◆ Extrait du texte

Publié le 03/02/2017
Propos recueillis par Rémy Dreano (Video by courtesy of Olivier Borderie).
Le Salon international de l'agriculture va bientôt ouvrir ses portes et l'on va très certainement reparler encore et encore des vicissitudes du métier, des menaces qui planent sur les exploitations laitières et porcines, de l’embargo russe et de la chute des cours mondiaux des céréales...
Le paysage anxiogène qui nous est dépeint a de quoi décourager les vocations les plus tenaces.
Pourtant, tout n’est pas perdu, loin de là... Le retour à la terre est bien en marche, mais ceux qui marchent veulent choisir leur destin, en toute liberté, hors de l’agriculture conventionnelle le plus souvent.
Mary-Laure Ciron, femme énergique de 35 ans, est assez représentative de ces jeunes ruraux qui réinvestissent les parcelles de terre, prenant leurs responsabilités, sans tapage. Loin des pulsions militantes que les médias aiment à relayer, ce sont des jeunes qui cherchent avant tout à s’émanciper, en quête de bonheur dans le travail, proches de la terre et en harmonie avec elle, une philosophie de vie, plus qu'un combat militant.
Parmi ceux qui se lancent, on trouve des locaux et des néo-ruraux. Dans certains départements comme en Ariège, on observe que plus de la moitié des installations de jeunes agriculteurs se font hors cadre familial.
Pour Mary-Laure Ciron, ce n’est pas vraiment le fruit du hasard. Ses parents sont eux-mêmes agriculteurs dans le Perche, un parc naturel regional, à 160 kilomètres de Paris, connu et apprécié des parisiens pour ses collines boisées et ses espaces naturels vivifiants.
Pourtant, reprendre une parcelle de l’exploitation familiale ne faisait pas partie de ses projets.
“j’ai quitté l’école à 16 ans pour signer un contrat d’apprentissage en vente, car j’avais besoin de concret…"
Mary-Laure enchaîne alors les petits boulots dans la vente et les travaux saisonniers en agriculture…
“Etant plutôt manuelle, je me suis mieux retrouvée dans les travaux agricoles" affirme-t-elle. Et c’est fort logiquement qu’elle cède à l’appel de la terre.
“Je savais que j’aimais les fleurs, les épices, la gastronomie, la nature, mais je ne parvenais pas à faire la synthèse de mes intérêts.” confie-t-elle.
Ce que Mary-Laure sait en revanche, c’est qu’elle ne traitera pas sa terre avec des produits chimiques, comme certains de ses voisins.
Le déclic naîtra d’un article paru dans la France agricole
“il y était question de respect de la terre, de culture du Safran entièrement manuelle, non mécanisée, dans le sud de la France. Tout cela me parlait et je me suis dit, pourquoi pas moi ?…”

◆ Liste
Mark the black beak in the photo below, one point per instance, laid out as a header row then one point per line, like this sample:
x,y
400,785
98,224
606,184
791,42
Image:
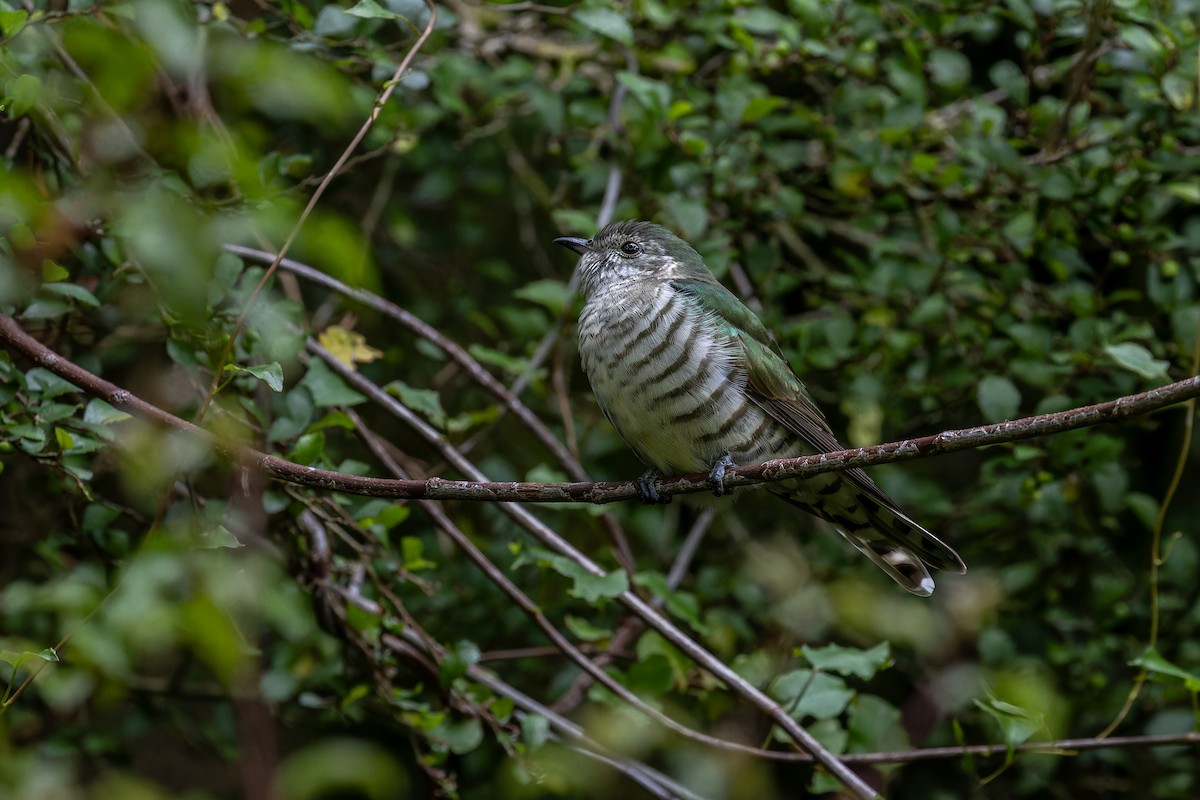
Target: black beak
x,y
574,242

◆ Tâche à réaliser
Citez mot pour mot le passage du texte sur Mary-Laure Ciron qui commence par « Pourtant, reprendre une » et se poursuit jusqu'à « de ses voisins. ». Cette liste provient d'une source distincte du texte.

◆ Réponse attendue
Pourtant, reprendre une parcelle de l’exploitation familiale ne faisait pas partie de ses projets.
“j’ai quitté l’école à 16 ans pour signer un contrat d’apprentissage en vente, car j’avais besoin de concret…"
Mary-Laure enchaîne alors les petits boulots dans la vente et les travaux saisonniers en agriculture…
“Etant plutôt manuelle, je me suis mieux retrouvée dans les travaux agricoles" affirme-t-elle. Et c’est fort logiquement qu’elle cède à l’appel de la terre.
“Je savais que j’aimais les fleurs, les épices, la gastronomie, la nature, mais je ne parvenais pas à faire la synthèse de mes intérêts.” confie-t-elle.
Ce que Mary-Laure sait en revanche, c’est qu’elle ne traitera pas sa terre avec des produits chimiques, comme certains de ses voisins.